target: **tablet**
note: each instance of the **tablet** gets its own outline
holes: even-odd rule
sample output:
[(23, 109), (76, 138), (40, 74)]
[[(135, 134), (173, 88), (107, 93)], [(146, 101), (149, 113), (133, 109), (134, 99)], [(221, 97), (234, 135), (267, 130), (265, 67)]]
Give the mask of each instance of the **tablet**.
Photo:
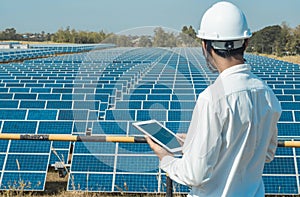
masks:
[(135, 122), (132, 125), (169, 152), (176, 153), (182, 150), (178, 141), (183, 143), (183, 140), (158, 121), (147, 120)]

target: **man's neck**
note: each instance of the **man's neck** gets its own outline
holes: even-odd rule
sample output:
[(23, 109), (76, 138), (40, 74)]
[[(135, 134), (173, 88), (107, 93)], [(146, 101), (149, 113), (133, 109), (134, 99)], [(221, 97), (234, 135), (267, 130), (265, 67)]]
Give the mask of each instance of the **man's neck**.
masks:
[(216, 64), (216, 67), (218, 68), (219, 73), (223, 72), (227, 68), (230, 68), (235, 65), (244, 64), (244, 58), (243, 57), (229, 57), (229, 58), (222, 58), (217, 55), (213, 55), (214, 62)]

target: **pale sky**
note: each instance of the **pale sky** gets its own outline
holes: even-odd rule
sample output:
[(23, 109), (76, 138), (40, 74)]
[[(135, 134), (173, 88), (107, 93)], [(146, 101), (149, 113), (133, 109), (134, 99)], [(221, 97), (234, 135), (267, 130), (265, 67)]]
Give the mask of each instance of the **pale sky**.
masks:
[[(120, 32), (142, 26), (181, 30), (199, 28), (206, 9), (218, 0), (0, 0), (0, 31), (56, 32), (70, 26), (83, 31)], [(252, 31), (286, 21), (300, 24), (300, 0), (229, 0), (240, 7)]]

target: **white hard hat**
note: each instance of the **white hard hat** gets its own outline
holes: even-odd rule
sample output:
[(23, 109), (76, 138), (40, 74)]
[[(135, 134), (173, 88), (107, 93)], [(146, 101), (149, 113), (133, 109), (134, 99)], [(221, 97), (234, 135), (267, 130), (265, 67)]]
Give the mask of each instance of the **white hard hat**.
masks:
[(202, 17), (197, 37), (204, 40), (241, 40), (250, 38), (244, 13), (229, 2), (218, 2)]

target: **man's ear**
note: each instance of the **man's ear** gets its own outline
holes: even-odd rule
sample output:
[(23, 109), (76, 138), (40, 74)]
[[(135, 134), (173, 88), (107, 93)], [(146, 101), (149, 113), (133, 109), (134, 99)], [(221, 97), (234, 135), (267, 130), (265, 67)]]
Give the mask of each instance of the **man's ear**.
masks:
[(248, 44), (249, 44), (249, 39), (246, 39), (246, 40), (245, 40), (245, 48), (248, 47)]

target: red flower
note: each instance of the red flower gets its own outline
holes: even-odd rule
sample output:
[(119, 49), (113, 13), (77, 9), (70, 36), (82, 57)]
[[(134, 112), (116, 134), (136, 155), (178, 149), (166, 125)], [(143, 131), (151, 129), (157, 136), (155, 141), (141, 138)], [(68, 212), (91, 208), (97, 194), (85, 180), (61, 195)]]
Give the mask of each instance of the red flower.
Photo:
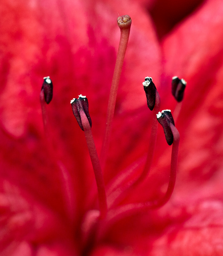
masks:
[[(166, 27), (163, 15), (156, 18), (162, 1), (147, 4), (160, 41), (145, 2), (1, 2), (1, 256), (222, 255), (222, 2), (206, 1)], [(119, 38), (117, 12), (133, 21), (104, 174), (106, 188), (124, 170), (134, 168), (133, 178), (143, 166), (152, 117), (144, 77), (152, 77), (162, 109), (176, 104), (172, 76), (187, 84), (176, 122), (181, 141), (170, 201), (112, 225), (99, 223), (94, 238), (87, 221), (98, 209), (94, 178), (69, 100), (87, 95), (99, 151)], [(48, 75), (54, 86), (47, 106), (51, 146), (39, 98), (42, 77)], [(160, 127), (148, 179), (119, 205), (162, 196), (171, 148)]]

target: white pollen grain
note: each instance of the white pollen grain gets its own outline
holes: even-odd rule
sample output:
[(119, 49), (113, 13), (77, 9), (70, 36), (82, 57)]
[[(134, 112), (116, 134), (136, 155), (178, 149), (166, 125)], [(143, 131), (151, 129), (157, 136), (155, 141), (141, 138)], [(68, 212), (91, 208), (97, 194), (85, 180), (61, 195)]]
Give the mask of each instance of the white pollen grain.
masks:
[(145, 87), (148, 87), (150, 84), (150, 82), (148, 80), (145, 81), (144, 82), (143, 82), (143, 86), (145, 86)]
[(184, 84), (185, 86), (186, 86), (186, 82), (184, 80), (184, 79), (183, 79), (182, 78), (181, 79), (181, 82), (183, 84)]
[(51, 83), (52, 82), (51, 80), (49, 78), (47, 78), (46, 79), (46, 81), (47, 83)]
[(160, 117), (162, 116), (162, 113), (161, 112), (159, 112), (158, 114), (157, 114), (157, 119), (159, 119)]
[(71, 99), (70, 101), (70, 104), (71, 104), (71, 103), (73, 103), (73, 102), (76, 99), (75, 98), (73, 98), (73, 99)]
[[(80, 95), (78, 95), (78, 96), (80, 98), (80, 97), (81, 97), (81, 98), (86, 98), (86, 96), (83, 96), (82, 95), (82, 94), (80, 94)], [(78, 98), (79, 99), (79, 98)]]

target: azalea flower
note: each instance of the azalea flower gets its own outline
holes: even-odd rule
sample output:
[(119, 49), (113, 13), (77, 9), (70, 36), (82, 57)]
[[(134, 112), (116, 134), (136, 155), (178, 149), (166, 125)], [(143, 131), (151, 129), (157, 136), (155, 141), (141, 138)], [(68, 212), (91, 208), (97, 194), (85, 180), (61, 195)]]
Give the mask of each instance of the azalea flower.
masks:
[[(187, 11), (164, 27), (163, 16), (157, 16), (161, 1), (1, 2), (1, 256), (222, 254), (223, 6), (221, 0), (200, 2), (169, 8), (165, 12), (173, 15)], [(187, 84), (175, 120), (180, 142), (170, 200), (107, 225), (106, 218), (97, 220), (93, 172), (69, 101), (87, 96), (99, 152), (120, 37), (118, 12), (132, 23), (103, 173), (107, 193), (121, 175), (130, 182), (145, 164), (153, 114), (145, 77), (152, 77), (161, 109), (173, 114), (179, 103), (171, 77)], [(46, 138), (39, 93), (48, 75), (54, 92)], [(115, 207), (156, 200), (166, 191), (171, 147), (163, 133), (160, 126), (149, 175)]]

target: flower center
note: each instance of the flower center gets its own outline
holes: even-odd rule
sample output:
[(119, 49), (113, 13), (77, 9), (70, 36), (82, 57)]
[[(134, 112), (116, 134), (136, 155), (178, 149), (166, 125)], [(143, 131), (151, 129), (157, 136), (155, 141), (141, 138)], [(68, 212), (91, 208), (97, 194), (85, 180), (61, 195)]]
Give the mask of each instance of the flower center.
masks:
[[(134, 173), (134, 168), (127, 173), (125, 170), (120, 174), (117, 178), (106, 189), (102, 171), (105, 171), (105, 166), (109, 146), (111, 131), (118, 86), (127, 48), (130, 32), (131, 20), (128, 15), (119, 17), (117, 20), (121, 31), (121, 36), (109, 95), (104, 135), (100, 156), (98, 157), (95, 147), (91, 127), (92, 121), (88, 111), (88, 103), (86, 96), (81, 94), (77, 98), (73, 98), (70, 101), (72, 110), (78, 124), (84, 131), (89, 155), (94, 171), (97, 188), (99, 210), (95, 209), (86, 213), (82, 225), (83, 243), (87, 254), (93, 243), (93, 241), (99, 239), (105, 231), (114, 222), (127, 215), (138, 212), (160, 207), (169, 200), (173, 192), (176, 180), (178, 148), (179, 140), (179, 133), (175, 126), (171, 111), (169, 110), (160, 111), (160, 97), (152, 77), (147, 76), (143, 82), (148, 106), (153, 111), (149, 147), (144, 167), (138, 177), (128, 180), (130, 175)], [(40, 101), (42, 109), (44, 130), (48, 140), (48, 144), (50, 148), (50, 152), (53, 151), (49, 135), (49, 123), (46, 104), (50, 102), (53, 97), (53, 83), (49, 76), (44, 78), (44, 82), (40, 93)], [(177, 77), (173, 77), (172, 92), (178, 102), (182, 101), (186, 83), (183, 79)], [(180, 103), (179, 103), (180, 104)], [(178, 114), (180, 110), (179, 105)], [(156, 200), (122, 205), (120, 203), (129, 192), (136, 189), (148, 177), (151, 169), (154, 155), (157, 140), (158, 123), (164, 129), (167, 143), (172, 144), (171, 156), (170, 179), (166, 192), (161, 198)], [(69, 192), (72, 190), (69, 183), (69, 172), (58, 160), (55, 160), (58, 168), (64, 177), (62, 181), (64, 188), (64, 197), (68, 198), (67, 201), (68, 215), (72, 218), (71, 198)], [(128, 182), (127, 182), (128, 181)]]

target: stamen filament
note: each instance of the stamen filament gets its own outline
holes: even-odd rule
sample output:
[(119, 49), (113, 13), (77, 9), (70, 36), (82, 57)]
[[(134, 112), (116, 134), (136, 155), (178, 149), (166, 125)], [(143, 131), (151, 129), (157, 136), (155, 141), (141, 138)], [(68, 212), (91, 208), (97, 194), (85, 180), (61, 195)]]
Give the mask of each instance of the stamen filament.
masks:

Request
Reproduce the records above, starting with the line containing "target: red flower" and going on through the line containing "196), (171, 148)]]", but leave out the pictures.

Task answer
target: red flower
note: each instance of the red flower gets its own outline
holes: even-odd rule
sample output:
[(119, 49), (113, 13), (77, 9), (70, 36), (82, 57)]
[[(134, 112), (116, 134), (136, 155), (178, 149), (166, 125)], [(143, 131), (151, 129), (157, 136), (155, 141), (141, 138)], [(68, 212), (91, 208), (97, 194), (85, 180), (61, 195)]]
Give the mask of each instance of the red flower.
Photo:
masks:
[[(166, 27), (163, 15), (156, 18), (162, 1), (147, 4), (160, 41), (145, 2), (1, 2), (1, 256), (222, 255), (222, 2), (206, 1)], [(119, 38), (117, 12), (133, 21), (104, 174), (106, 188), (124, 170), (134, 168), (133, 178), (143, 166), (152, 117), (144, 77), (152, 77), (162, 109), (176, 104), (172, 76), (187, 84), (176, 122), (181, 141), (170, 201), (112, 225), (99, 223), (94, 238), (87, 221), (98, 209), (94, 178), (69, 100), (87, 95), (99, 151)], [(48, 75), (54, 86), (47, 106), (51, 146), (39, 98), (42, 77)], [(160, 127), (148, 179), (119, 205), (162, 196), (171, 148)]]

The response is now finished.